◆ **WHAT IS ASKED**
Reproduce the listing below word for word, with no pictures.

--- Start of EXTRACTED DATA ---

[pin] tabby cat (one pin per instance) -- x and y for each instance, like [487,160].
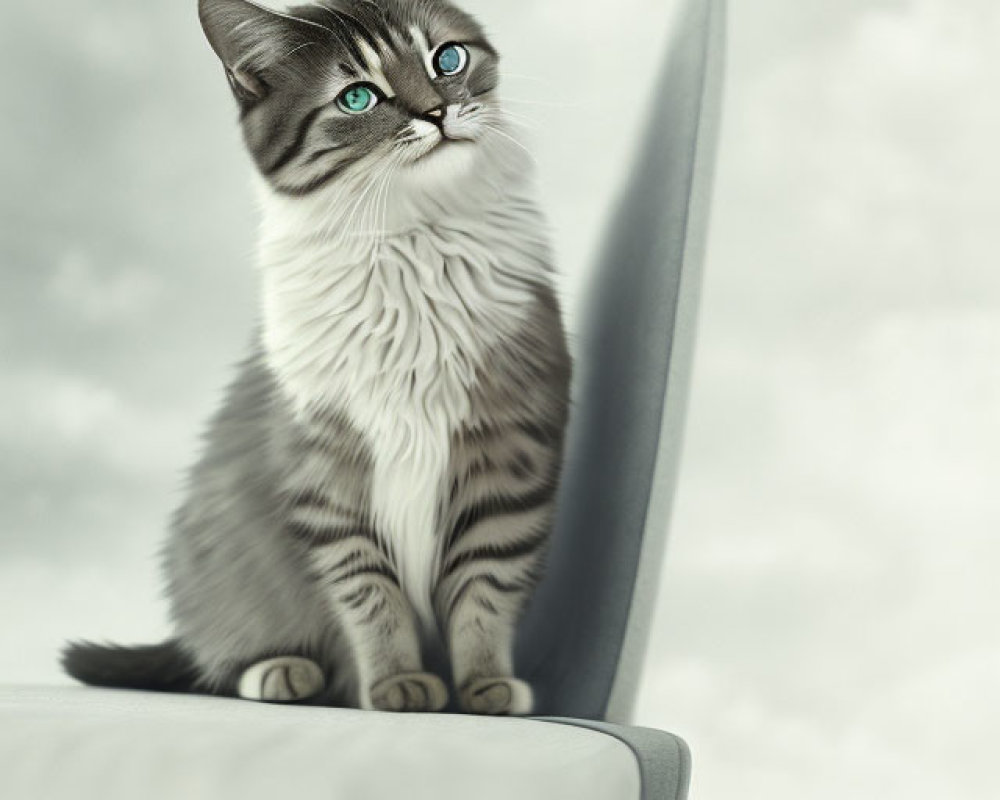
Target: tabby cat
[380,481]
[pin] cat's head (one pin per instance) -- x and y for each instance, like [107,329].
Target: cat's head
[345,88]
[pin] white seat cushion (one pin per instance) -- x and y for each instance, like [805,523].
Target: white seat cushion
[78,743]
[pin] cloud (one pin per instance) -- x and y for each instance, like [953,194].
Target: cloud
[102,298]
[825,628]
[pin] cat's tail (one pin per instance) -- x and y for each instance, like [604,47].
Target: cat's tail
[161,667]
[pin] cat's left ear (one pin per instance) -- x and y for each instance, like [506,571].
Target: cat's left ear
[250,40]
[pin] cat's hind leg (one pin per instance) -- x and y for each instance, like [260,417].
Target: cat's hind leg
[283,679]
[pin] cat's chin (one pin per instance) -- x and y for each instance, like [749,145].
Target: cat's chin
[450,159]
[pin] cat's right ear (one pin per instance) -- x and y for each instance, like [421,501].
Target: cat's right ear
[250,41]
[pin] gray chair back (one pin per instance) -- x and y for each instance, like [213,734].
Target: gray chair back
[584,636]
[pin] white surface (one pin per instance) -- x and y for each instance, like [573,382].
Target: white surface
[79,743]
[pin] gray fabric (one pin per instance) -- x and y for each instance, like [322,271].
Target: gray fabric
[585,634]
[75,743]
[664,759]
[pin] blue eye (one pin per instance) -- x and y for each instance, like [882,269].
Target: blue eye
[357,99]
[451,59]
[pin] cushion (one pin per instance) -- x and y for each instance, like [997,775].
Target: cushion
[76,742]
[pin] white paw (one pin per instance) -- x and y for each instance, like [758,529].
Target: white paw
[284,679]
[497,696]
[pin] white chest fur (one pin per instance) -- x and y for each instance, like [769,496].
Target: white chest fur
[394,339]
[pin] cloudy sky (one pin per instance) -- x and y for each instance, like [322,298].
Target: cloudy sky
[828,622]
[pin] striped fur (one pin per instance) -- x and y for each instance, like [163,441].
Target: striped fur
[382,476]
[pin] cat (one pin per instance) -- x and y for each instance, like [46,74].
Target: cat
[381,478]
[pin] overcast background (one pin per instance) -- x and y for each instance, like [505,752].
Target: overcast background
[828,621]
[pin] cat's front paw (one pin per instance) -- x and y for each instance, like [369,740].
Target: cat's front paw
[285,679]
[497,696]
[409,691]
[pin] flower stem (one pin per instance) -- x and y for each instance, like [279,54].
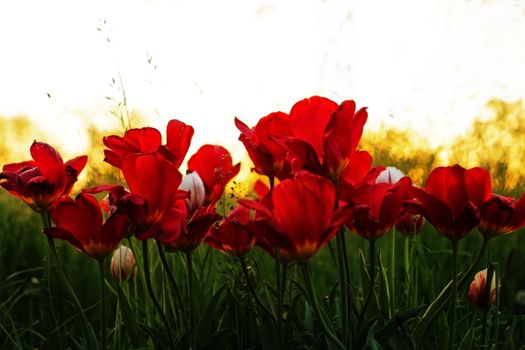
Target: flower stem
[152,294]
[372,280]
[452,329]
[189,265]
[67,286]
[344,276]
[312,299]
[393,271]
[252,290]
[408,276]
[102,305]
[487,295]
[343,269]
[173,284]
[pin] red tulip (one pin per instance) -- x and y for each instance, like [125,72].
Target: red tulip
[148,140]
[447,200]
[182,233]
[192,183]
[153,189]
[476,292]
[325,135]
[499,215]
[42,181]
[377,207]
[297,217]
[81,223]
[233,236]
[409,223]
[268,157]
[215,167]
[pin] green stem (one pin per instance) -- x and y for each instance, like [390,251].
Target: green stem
[344,276]
[408,277]
[452,329]
[393,271]
[151,292]
[281,270]
[173,283]
[252,290]
[278,277]
[372,282]
[343,266]
[67,286]
[189,265]
[312,299]
[487,304]
[102,305]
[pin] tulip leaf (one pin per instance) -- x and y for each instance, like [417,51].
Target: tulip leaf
[205,325]
[384,291]
[132,327]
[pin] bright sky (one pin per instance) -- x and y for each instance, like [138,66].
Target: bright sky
[426,65]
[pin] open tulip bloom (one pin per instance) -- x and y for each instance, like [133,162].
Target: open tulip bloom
[43,180]
[149,140]
[81,223]
[269,157]
[325,136]
[300,216]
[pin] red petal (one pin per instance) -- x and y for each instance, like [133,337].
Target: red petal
[448,185]
[179,137]
[50,164]
[477,183]
[309,118]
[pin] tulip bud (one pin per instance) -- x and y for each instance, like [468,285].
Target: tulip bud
[123,266]
[193,184]
[390,175]
[476,293]
[409,224]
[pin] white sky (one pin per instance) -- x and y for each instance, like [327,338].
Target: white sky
[429,65]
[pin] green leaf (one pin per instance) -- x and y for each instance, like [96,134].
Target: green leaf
[384,291]
[205,326]
[131,325]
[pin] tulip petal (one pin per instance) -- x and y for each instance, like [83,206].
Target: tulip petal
[478,186]
[50,164]
[179,137]
[308,119]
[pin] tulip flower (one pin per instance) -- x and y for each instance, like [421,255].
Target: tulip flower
[233,236]
[325,135]
[499,215]
[448,200]
[148,140]
[269,157]
[477,289]
[215,167]
[192,183]
[298,216]
[390,175]
[123,264]
[43,180]
[378,206]
[180,232]
[410,223]
[80,222]
[448,203]
[153,189]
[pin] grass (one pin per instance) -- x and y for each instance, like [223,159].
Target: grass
[35,313]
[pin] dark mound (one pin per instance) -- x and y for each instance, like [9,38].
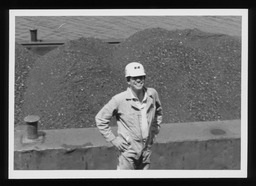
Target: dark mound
[24,61]
[197,74]
[70,84]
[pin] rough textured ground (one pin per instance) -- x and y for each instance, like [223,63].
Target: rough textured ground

--- End of EXTRACTED DATA ---

◆ **RESULT FOR THIS TASK**
[pin] tabby cat (one pin per instance) -- x and y for each instance, like [487,160].
Target: tabby cat
[380,481]
[pin] cat's head (one pin per instance) -- x and y for each instance, like [107,329].
Target: cat's head
[345,88]
[pin] white seat cushion (one pin per instance) -- x and y for each instance, like [805,523].
Target: white seat cushion
[78,743]
[pin] cloud (one pin per instance) -- x and y for each instance, like [953,194].
Target: cloud
[102,298]
[825,628]
[pin] cat's tail (one pin per instance) -- x and y for each instance, like [604,47].
Target: cat's tail
[161,667]
[pin] cat's left ear (one pin per instance) -- x and y for each instance, like [506,571].
Target: cat's left ear
[250,40]
[pin] cat's hind leg (one pin per instance) -- x and y for each instance, like [260,417].
Target: cat's hind leg
[283,679]
[pin] cat's chin (one pin per instance) -- x and y for each instance, like [749,145].
Target: cat's chin
[450,159]
[pin] cat's right ear (one pin per instance) -- x and y for each instance, like [421,501].
Target: cat's right ear
[250,41]
[pin] gray chair back (one pin per instance) -- x and y for each instance, like [213,734].
Target: gray chair back
[584,636]
[pin] white surface (one pin per instance) -- x and y for each instance, like [573,382].
Target: white surface
[79,743]
[pin] gray fabric (one pin per instance) -- x and y for each instance, like [322,271].
Target: gray fabric
[585,634]
[75,743]
[664,759]
[pin] blue eye (one pin per instance) -- x and y for each instance, like [882,269].
Target: blue eye
[357,99]
[451,59]
[pin] cushion (one pin per instance) -- x and y for each instance, like [997,775].
Target: cushion
[76,742]
[pin] white paw (one pin per instance) -- x and y for each instance, like [758,529].
Target: white paw
[284,679]
[497,696]
[pin] white chest fur (one pin per instance) -- x and y for each instance, like [769,496].
Target: white chest fur
[394,339]
[pin] cloudy sky (one pin per instance) -- x and y for each instance, like [322,298].
Target: cloudy sky
[828,622]
[pin] striped fur (one pin per instance) -- x and y for each instance, like [163,441].
Target: striped fur
[382,476]
[pin] cat (one pin per instance) -- x and y for each instance, like [46,74].
Target: cat
[381,478]
[pin] overcast background (one pin per instance) -- x and y for each instance, like [505,752].
Target: overcast background
[828,621]
[pin] cat's front paw (one pin per instance) -- x and y for each instance, like [369,740].
Target: cat's front paw
[285,679]
[497,696]
[409,691]
[pin] flower stem (one pin per instance) -- x and y for each instance, like [279,54].
Target: flower stem
[152,294]
[372,280]
[452,329]
[189,265]
[67,286]
[344,276]
[312,299]
[393,271]
[252,290]
[408,276]
[102,305]
[487,295]
[343,269]
[173,284]
[pin] red tulip (one pin per instance) -- x and y for each instance, like [125,72].
Target: red tulip
[148,140]
[447,200]
[182,233]
[192,183]
[153,189]
[476,292]
[325,135]
[499,215]
[42,181]
[377,207]
[297,217]
[81,223]
[233,236]
[409,223]
[268,157]
[215,167]
[pin] green stem (one pin per instance) -- x and y for each instance, like [390,251].
Target: green stem
[344,276]
[408,277]
[452,329]
[393,271]
[151,292]
[281,270]
[173,283]
[252,290]
[278,277]
[372,282]
[343,266]
[67,286]
[189,265]
[312,299]
[487,304]
[102,305]
[pin] tulip leaf (one pin per instance) -- x and y for each instance, like [417,51].
Target: tulip leaf
[205,325]
[384,291]
[132,327]
[pin] bright sky (one pin per instance) -- x and y for each instance, like [138,66].
Target: bright sky
[426,65]
[pin] open tulip bloom (one pin per instance) -- x and y for each instance, like [133,162].
Target: open tulip bloom
[43,180]
[149,140]
[81,223]
[269,157]
[325,136]
[300,216]
[pin] red petal (one pin per instance) -- x and y for each instance, like [133,337].
Target: red petal
[448,185]
[179,137]
[50,164]
[477,183]
[309,118]
[pin] tulip bud (one pin per instance) -- x and y for each instance, like [468,285].
Target: tulip bud
[123,266]
[193,184]
[390,175]
[476,293]
[409,224]
[pin] white sky (one pin per instance) -- x and y for each instance, like [327,338].
Target: white sky
[429,65]
[pin] green leaf (one pin per instance) -- x and y for each instance, like [96,134].
Target: green leaf
[384,291]
[205,326]
[131,325]
[pin] tulip petal (one pin per instance) -- x and y for each instance, like [83,206].
Target: tulip petal
[478,186]
[50,164]
[179,137]
[308,119]
[pin] tulip flower (one pin per instance) -- x and y for each instance, like [421,255].
Target: tulip flower
[233,236]
[325,135]
[499,215]
[448,200]
[148,140]
[269,157]
[477,289]
[215,167]
[192,183]
[298,216]
[390,175]
[123,264]
[43,180]
[378,206]
[180,232]
[410,223]
[80,222]
[448,203]
[153,189]
[pin] grass (one pin per instance) -- x and y for each instance, like [223,159].
Target: grass
[35,313]
[pin] dark mound (one pin per instance) -- x and y for each instance, like [9,38].
Target: dark mound
[24,61]
[197,74]
[70,84]
[pin] rough textured ground (one pin per instance) -- x and y for each instance, like [223,63].
Target: rough textured ground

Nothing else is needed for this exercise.